PROBLEM DESCRIPTION
Reproduce the listing below in its entirety. Change nothing.

EXERCISE MATERIALS

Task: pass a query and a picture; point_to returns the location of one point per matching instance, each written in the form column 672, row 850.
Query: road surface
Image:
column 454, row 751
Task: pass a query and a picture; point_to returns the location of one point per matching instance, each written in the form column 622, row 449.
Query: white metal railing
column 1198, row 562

RESULT OF THE EXERCISE
Task: pass a query and a picture; point_to returns the location of one point per matching instance, each written in the form column 672, row 850.
Query: road surface
Image:
column 454, row 751
Task: pass a query and a picture; point_to returns the location of one point per matching instance, each written in the form column 622, row 449.
Query: white metal railing
column 1198, row 562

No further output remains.